======== SOURCE DATA
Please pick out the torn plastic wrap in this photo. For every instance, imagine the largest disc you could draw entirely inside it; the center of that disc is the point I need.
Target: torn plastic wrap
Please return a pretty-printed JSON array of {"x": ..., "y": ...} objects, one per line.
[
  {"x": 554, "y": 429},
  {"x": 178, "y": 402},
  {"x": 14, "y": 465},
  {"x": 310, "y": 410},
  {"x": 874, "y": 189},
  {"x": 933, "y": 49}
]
================
## [INSTRUCTION]
Reproduce the listing above verbatim, line for line, without altering any character.

## [RESULT OF THIS TASK]
Please pick out the torn plastic wrap in this photo. For every instance, imagine the largest disc you could draw entirely inside it; the center of that disc is the point I need.
Target: torn plastic wrap
Please return a pretty-printed JSON array of {"x": ..., "y": ...} objects, one per line.
[
  {"x": 554, "y": 429},
  {"x": 178, "y": 402},
  {"x": 14, "y": 465},
  {"x": 310, "y": 410},
  {"x": 874, "y": 189},
  {"x": 933, "y": 49}
]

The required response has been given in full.